Provided material

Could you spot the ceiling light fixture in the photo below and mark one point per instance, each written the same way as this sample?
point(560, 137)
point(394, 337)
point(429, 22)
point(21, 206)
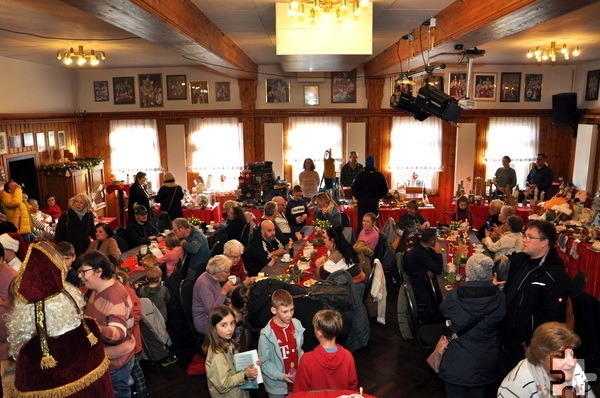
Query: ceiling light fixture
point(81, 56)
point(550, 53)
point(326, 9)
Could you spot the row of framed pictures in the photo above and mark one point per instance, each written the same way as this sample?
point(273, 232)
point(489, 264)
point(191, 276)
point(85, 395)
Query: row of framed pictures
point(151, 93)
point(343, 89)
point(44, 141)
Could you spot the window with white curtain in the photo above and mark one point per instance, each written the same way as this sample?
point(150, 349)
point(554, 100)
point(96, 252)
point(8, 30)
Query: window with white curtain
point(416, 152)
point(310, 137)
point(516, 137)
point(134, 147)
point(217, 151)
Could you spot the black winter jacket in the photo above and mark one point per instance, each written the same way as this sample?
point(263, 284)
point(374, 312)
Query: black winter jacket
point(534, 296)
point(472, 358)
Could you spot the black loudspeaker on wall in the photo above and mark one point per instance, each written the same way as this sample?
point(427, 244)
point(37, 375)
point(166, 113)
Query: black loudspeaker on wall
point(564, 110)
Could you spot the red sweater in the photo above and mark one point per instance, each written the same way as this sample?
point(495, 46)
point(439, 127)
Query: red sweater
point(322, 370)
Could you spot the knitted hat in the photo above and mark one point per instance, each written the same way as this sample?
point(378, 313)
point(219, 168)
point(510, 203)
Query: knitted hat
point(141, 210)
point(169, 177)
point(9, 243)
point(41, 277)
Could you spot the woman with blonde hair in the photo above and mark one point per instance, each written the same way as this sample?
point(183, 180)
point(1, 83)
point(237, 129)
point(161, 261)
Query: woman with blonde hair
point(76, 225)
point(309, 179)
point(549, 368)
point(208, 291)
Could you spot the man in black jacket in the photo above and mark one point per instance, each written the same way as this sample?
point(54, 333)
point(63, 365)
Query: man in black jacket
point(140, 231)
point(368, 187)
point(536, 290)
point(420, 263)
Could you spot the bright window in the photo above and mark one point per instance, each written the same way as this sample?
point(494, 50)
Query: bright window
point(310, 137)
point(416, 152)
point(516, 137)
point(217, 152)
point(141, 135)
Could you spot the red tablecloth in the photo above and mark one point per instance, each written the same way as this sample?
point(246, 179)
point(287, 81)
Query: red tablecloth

What the exercise asks
All of the material above is to be copied exactly, except for its images.

Reply to the task
Could you spot the ceiling light fixture in the photo below and mark one point per instance, each written the same way as this sample?
point(560, 137)
point(394, 337)
point(429, 22)
point(21, 206)
Query: ceiling light fixture
point(81, 56)
point(550, 53)
point(326, 9)
Could you spot the row of framed pictures in the photo above and mark one point per instance, each written the same way as this sample?
point(273, 232)
point(489, 264)
point(191, 276)
point(85, 395)
Query: row of framed pictures
point(151, 93)
point(343, 89)
point(44, 141)
Could you spot the window with white curtain in the photo above and mark one point per instance, each written the same way as this sample?
point(150, 349)
point(554, 100)
point(96, 252)
point(8, 30)
Query: window with white curtain
point(416, 152)
point(310, 137)
point(516, 137)
point(134, 147)
point(217, 151)
Could you spot the black winter jacket in the photo above and mark one point per instance, each written the same way as this sample?
point(263, 284)
point(374, 312)
Query: black winter jacket
point(534, 296)
point(472, 358)
Could you spot the black loudspeaker on wall in the photo above and mark one point per instance, each written the same way as this sample?
point(427, 244)
point(37, 375)
point(166, 113)
Query: black loudspeaker on wall
point(564, 110)
Could you spot the red sweater in the photo above and mark one point per instance, each written the same way as this sample?
point(495, 46)
point(439, 127)
Query: red sweater
point(322, 370)
Could you spot the knitted hat in the photo above and mark one point per instance, each written the same way as this sample?
point(378, 313)
point(219, 168)
point(510, 203)
Query: knitted hat
point(141, 210)
point(169, 177)
point(9, 243)
point(41, 277)
Could you spot the woman with blonde hair in the photo above and mark one point per instance, each written the same way as this sample?
point(183, 180)
point(1, 83)
point(237, 129)
point(161, 261)
Query: woman with blonde hair
point(76, 225)
point(309, 179)
point(549, 368)
point(208, 291)
Could you spot the man in black jacket in the photo above and mark one point per instance, each written the same way as this sample?
point(54, 333)
point(63, 365)
Query: man in black jacket
point(140, 231)
point(368, 187)
point(536, 290)
point(420, 263)
Could you spot the bright window in the photo above and mark one point per instance, each written the same way as this sample?
point(494, 50)
Query: bright window
point(310, 137)
point(416, 152)
point(516, 137)
point(217, 152)
point(141, 135)
Could you spot the red tablecloth in the photo above and mark one point per instance, each written the same way as this sample?
point(246, 179)
point(287, 81)
Query: red tablecloth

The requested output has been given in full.